====== SUPPLIED RECORDS

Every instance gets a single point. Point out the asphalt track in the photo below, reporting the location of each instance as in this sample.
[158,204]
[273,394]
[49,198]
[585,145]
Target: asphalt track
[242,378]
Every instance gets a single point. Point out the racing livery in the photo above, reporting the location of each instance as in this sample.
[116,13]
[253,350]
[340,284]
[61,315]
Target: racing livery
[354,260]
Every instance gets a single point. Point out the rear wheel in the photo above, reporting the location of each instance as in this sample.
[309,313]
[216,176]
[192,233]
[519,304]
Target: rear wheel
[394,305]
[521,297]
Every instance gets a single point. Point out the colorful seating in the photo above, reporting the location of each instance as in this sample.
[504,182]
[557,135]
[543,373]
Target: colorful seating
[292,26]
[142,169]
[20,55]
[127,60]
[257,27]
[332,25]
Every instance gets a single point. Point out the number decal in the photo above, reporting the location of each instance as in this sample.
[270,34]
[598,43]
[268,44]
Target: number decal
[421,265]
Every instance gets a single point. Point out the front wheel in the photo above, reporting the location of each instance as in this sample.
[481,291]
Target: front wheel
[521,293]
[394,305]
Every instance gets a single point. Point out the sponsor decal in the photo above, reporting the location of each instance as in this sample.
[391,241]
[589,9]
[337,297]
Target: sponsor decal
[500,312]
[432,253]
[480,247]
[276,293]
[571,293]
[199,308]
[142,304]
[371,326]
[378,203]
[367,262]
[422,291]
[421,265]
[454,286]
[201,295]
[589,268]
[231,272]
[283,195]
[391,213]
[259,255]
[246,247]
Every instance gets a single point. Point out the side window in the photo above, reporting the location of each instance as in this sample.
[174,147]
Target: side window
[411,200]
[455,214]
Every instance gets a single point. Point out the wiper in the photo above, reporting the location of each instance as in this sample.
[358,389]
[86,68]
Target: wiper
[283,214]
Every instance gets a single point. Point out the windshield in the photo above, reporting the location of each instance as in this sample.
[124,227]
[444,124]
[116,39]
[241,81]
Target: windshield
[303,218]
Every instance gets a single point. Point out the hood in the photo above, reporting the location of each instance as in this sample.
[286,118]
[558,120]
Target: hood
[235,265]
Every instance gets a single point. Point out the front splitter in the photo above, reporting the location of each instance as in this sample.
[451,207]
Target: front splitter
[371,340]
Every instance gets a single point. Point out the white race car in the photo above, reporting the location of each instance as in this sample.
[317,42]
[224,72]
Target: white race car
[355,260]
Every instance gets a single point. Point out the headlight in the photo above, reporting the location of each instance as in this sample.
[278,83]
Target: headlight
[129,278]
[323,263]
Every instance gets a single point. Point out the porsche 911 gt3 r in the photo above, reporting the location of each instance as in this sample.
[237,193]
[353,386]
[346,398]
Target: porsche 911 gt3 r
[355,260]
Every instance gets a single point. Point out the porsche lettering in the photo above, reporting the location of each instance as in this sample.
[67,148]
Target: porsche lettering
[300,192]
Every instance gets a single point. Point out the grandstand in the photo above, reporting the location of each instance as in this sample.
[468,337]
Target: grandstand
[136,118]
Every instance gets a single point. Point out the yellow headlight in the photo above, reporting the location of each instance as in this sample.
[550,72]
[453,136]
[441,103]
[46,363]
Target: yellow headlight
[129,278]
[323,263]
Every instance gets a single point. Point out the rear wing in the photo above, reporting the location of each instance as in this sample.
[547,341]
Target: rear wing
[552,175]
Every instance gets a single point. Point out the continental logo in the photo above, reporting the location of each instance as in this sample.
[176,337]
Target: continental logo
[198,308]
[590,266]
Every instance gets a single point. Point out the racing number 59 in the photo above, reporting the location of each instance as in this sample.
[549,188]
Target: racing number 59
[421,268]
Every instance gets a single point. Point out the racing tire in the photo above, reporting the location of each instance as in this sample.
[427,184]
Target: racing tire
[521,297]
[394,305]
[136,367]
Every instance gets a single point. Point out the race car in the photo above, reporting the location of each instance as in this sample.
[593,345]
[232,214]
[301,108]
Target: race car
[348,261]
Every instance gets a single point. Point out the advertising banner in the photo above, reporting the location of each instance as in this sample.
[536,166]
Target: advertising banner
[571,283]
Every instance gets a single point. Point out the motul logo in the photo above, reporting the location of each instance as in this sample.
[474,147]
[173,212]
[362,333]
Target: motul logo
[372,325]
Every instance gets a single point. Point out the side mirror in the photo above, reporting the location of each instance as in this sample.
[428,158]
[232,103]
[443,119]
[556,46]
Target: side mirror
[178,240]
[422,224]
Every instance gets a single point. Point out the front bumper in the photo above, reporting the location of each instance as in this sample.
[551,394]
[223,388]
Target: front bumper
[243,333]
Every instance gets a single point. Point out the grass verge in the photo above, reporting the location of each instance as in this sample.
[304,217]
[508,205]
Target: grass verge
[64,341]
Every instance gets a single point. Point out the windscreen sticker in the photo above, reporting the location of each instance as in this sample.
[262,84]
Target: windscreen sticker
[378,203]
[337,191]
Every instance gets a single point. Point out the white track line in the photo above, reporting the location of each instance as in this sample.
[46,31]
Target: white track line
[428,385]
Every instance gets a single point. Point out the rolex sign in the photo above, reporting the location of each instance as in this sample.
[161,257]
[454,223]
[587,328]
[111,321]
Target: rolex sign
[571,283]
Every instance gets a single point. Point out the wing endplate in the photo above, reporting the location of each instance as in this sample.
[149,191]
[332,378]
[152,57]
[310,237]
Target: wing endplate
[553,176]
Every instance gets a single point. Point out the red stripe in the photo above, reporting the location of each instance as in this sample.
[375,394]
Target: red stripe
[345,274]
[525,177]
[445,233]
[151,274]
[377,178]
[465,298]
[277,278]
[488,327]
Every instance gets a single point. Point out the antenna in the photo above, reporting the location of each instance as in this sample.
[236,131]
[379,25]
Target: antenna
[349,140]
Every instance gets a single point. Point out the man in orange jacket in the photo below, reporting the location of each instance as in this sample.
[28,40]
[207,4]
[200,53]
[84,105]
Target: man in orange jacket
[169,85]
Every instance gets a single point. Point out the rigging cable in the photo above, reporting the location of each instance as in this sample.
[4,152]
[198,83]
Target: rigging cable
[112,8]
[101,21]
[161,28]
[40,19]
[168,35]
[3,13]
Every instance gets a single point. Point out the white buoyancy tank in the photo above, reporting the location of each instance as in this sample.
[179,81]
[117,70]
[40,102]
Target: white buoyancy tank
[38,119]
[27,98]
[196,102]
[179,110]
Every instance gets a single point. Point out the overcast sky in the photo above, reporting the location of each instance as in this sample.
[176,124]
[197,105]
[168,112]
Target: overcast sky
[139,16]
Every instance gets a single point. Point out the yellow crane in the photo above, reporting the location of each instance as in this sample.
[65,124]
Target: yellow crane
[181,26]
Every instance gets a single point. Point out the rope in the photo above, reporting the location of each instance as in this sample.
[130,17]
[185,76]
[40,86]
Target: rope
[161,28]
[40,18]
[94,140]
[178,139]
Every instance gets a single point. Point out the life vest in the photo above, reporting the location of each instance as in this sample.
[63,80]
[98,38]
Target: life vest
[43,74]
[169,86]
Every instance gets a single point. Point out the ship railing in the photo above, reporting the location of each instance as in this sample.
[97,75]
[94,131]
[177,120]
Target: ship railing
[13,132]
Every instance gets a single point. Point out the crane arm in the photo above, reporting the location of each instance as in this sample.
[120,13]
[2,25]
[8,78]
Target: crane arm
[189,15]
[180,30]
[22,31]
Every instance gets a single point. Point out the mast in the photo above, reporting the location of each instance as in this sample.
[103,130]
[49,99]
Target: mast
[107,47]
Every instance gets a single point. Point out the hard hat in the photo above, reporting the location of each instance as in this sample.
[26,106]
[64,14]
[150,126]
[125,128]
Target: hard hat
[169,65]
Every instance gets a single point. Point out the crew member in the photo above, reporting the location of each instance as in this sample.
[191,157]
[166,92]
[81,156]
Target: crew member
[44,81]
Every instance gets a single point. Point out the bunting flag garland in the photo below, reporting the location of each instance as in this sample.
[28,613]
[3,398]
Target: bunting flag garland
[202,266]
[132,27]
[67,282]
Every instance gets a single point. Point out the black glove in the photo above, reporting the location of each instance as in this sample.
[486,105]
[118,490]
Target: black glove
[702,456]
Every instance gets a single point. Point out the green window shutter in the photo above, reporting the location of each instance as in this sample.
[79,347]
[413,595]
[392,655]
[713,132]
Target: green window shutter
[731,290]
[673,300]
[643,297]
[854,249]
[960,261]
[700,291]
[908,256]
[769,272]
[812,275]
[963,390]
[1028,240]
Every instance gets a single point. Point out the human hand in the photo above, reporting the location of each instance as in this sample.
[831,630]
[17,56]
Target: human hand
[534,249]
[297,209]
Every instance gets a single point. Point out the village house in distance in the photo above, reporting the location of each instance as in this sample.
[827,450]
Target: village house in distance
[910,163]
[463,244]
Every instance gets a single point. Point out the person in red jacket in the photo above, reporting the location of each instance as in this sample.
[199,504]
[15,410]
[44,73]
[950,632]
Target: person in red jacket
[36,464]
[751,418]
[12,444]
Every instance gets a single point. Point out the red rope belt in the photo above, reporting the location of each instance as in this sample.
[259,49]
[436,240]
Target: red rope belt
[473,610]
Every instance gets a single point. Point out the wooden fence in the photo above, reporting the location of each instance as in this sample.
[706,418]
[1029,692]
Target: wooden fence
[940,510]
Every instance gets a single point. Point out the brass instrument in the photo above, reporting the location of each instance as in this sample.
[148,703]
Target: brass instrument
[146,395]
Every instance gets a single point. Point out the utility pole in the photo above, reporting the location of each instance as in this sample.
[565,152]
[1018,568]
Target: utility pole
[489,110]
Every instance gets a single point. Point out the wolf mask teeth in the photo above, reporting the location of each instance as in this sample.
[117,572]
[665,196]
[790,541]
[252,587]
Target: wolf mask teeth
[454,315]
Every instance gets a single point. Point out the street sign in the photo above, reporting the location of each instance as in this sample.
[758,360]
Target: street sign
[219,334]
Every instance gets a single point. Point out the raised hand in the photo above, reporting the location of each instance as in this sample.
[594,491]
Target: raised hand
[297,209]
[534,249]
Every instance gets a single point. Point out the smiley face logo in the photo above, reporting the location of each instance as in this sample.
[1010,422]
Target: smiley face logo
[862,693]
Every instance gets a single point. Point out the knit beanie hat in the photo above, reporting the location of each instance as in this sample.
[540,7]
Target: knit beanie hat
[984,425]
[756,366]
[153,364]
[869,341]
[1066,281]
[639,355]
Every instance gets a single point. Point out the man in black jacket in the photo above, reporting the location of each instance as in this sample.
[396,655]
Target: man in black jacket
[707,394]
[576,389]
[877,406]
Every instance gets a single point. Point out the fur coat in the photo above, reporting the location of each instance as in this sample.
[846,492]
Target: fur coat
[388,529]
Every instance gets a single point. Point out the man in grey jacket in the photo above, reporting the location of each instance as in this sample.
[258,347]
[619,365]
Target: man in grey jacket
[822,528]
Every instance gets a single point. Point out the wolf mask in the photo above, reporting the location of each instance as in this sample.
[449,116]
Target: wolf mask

============

### WORK REQUEST
Every line above that holds the string "below" should be returned.

### TASK RESULT
Every instance gets a single point. Point out the asphalt track in the photo below, reporting the location of each instance as in this sample.
Every instance gets a single point. Point out the man in orange jacket in the photo below, reporting the location of each instance as in this sample.
Every instance gets a single point. Point out the bunting flag garland in the photo below, reporting the location of each instance as in this sample.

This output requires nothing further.